Copy every item below verbatim, line by line.

Start Given records

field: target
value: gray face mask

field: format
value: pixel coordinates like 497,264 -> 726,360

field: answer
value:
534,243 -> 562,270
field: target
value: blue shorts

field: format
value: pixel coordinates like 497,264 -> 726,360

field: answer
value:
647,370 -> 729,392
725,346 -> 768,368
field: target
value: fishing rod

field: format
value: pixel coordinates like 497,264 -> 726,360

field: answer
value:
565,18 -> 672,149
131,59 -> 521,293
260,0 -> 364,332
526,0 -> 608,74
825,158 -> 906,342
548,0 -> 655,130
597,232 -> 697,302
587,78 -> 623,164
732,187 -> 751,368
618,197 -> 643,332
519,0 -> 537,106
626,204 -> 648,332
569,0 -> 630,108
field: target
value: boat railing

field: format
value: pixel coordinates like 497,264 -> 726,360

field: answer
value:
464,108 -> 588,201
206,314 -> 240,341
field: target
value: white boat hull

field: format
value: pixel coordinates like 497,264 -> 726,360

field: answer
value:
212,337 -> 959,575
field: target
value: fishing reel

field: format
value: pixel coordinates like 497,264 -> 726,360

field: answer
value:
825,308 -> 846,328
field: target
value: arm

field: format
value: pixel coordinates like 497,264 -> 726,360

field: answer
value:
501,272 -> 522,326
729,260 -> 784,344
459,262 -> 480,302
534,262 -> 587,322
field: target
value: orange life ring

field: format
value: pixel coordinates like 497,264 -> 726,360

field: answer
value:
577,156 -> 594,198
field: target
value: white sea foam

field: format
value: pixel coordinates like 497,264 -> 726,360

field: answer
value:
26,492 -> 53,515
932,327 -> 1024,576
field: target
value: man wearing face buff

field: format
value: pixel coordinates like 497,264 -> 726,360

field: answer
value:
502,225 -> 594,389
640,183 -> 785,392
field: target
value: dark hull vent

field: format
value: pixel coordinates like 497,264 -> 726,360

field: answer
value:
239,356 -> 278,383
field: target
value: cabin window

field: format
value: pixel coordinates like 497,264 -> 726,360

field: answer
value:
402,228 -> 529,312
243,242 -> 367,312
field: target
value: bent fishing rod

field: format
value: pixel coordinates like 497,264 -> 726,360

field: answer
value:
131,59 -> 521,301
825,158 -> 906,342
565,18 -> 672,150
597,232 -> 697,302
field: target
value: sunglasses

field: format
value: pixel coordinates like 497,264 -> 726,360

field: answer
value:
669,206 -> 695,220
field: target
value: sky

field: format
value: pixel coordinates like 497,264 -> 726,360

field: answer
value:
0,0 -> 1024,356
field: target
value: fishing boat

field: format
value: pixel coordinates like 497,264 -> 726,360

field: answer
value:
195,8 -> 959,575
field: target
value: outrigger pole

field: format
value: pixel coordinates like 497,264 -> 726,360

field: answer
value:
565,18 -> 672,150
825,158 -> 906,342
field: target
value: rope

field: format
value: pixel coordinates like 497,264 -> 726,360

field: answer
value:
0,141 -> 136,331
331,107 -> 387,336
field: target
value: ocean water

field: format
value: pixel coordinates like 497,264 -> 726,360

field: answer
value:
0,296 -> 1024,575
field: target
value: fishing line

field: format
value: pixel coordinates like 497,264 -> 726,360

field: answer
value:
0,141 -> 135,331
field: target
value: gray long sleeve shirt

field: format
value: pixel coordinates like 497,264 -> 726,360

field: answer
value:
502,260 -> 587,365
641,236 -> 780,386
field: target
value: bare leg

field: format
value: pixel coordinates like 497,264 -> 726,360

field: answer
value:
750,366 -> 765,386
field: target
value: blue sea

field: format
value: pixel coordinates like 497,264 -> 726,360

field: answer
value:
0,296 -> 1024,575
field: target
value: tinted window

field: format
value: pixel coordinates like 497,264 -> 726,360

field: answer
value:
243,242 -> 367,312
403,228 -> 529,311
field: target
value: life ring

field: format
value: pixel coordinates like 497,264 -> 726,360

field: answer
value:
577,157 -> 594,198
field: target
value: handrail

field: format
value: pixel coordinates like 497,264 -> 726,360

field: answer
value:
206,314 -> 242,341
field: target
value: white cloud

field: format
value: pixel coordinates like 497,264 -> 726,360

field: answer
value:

End Given records

* Response below:
field: target
value: gray face mask

field: format
value: pixel coordinates like 497,264 -> 726,360

field: answer
value:
534,243 -> 562,270
field: target
value: blue shorts

field: format
value: pixel coordinates like 497,264 -> 726,360

field: answer
value:
647,370 -> 729,392
725,346 -> 768,368
field: target
value: fishing rod

field: format
value: pixel coordinates like 497,264 -> 726,360

field: answer
value:
565,18 -> 672,149
131,59 -> 521,293
260,0 -> 364,332
526,0 -> 608,74
825,158 -> 906,342
548,0 -> 655,130
597,232 -> 697,302
587,78 -> 623,164
732,187 -> 751,368
618,197 -> 643,332
519,0 -> 537,106
626,204 -> 648,332
569,0 -> 630,108
field: target
value: boat railing

field: format
value: pixel coordinates like 497,264 -> 726,360

field: answer
value:
464,108 -> 588,201
206,314 -> 240,341
field: target
value: white boat hull

field: format
value: pixel coordinates like 497,264 -> 726,360

field: answer
value:
212,337 -> 959,575
field: target
value: fishing reel

field: format
value: pixel coordinates like 497,264 -> 726,360

field: answer
value:
825,308 -> 846,328
field: target
value: arm

field: format
value: pixel coordinates like 497,264 -> 726,360

field: answer
value:
501,272 -> 522,326
729,260 -> 784,344
459,262 -> 480,302
534,262 -> 587,322
field: target
value: orange life ring

field: format
value: pixel coordinates like 497,264 -> 726,360

field: answer
value:
577,156 -> 594,198
field: target
value: white sea foam

field: format
value: pixel coordinates like 497,264 -> 726,360

field: answer
value:
26,492 -> 53,515
932,327 -> 1024,576
field: target
value: man wearing face buff

field: format
value: pixel coordinates like 497,264 -> 726,360

field: answer
value:
502,225 -> 594,389
640,183 -> 785,392
field: target
value: dark hull vent

field: format
value: pixel coordinates like 497,264 -> 726,360

field: answer
value:
239,356 -> 278,383
field: target
value: cabin window

field: format
value: pixel coordinates like 497,264 -> 726,360

field: answer
value:
402,228 -> 529,312
243,242 -> 367,312
field: target
value: bent fishing rod

field: format
value: pixel coordinates like 497,264 -> 726,360

field: answer
value:
131,59 -> 521,301
825,158 -> 906,342
565,18 -> 672,150
597,232 -> 697,302
field: target
value: sunglasses

field: format
value: pixel coordinates like 497,264 -> 726,360

field: answer
value:
669,206 -> 695,220
field: target
value: sky

field: format
value: pixel coordinates like 497,264 -> 726,360

field: answer
value:
0,0 -> 1024,356
field: target
value: fishing boat

field: format
value: pixel coordinates like 497,264 -> 726,360

field: answer
value:
195,8 -> 959,575
field: target
value: outrigger pole

field: format
value: pixel coordinates like 497,264 -> 726,360

field: answer
value:
565,18 -> 672,150
825,158 -> 906,342
field: target
value: rope

field: format
value: pixel coordinates like 497,264 -> 726,360

field: answer
value:
0,141 -> 136,331
331,107 -> 387,336
field: target
value: ocean water

field: format
value: pixel coordinates like 497,264 -> 726,360

field: answer
value:
0,296 -> 1024,575
field: target
value: fishing line

field: format
value: pixel coordinates like 497,264 -> 726,360

field: answer
value:
0,141 -> 135,331
field: target
value: gray long sleeve shirt

field: format
value: pixel coordinates like 497,264 -> 726,360

field: answer
value:
502,260 -> 587,365
641,236 -> 780,386
field: target
value: bare leg

field: format
value: pixel coordinates like 497,264 -> 726,360

field: answer
value:
750,366 -> 765,386
field: target
value: blue sea

field: format
value: pixel coordinates like 497,264 -> 726,360

field: answer
value:
0,296 -> 1024,575
field: target
value: tinted window

field: format
value: pixel coordinates like 497,264 -> 726,360

field: answer
value:
243,242 -> 367,312
403,228 -> 529,311
field: target
value: life ring

field: format
value: pixel coordinates like 497,264 -> 726,360

field: answer
value:
577,157 -> 594,198
field: target
value: handrail

field: format
value: pixel coordinates like 497,264 -> 726,360

field: answer
value:
206,314 -> 242,341
field: target
value: white cloud

field: format
value: pixel coordinates like 497,264 -> 726,360

field: answer
value:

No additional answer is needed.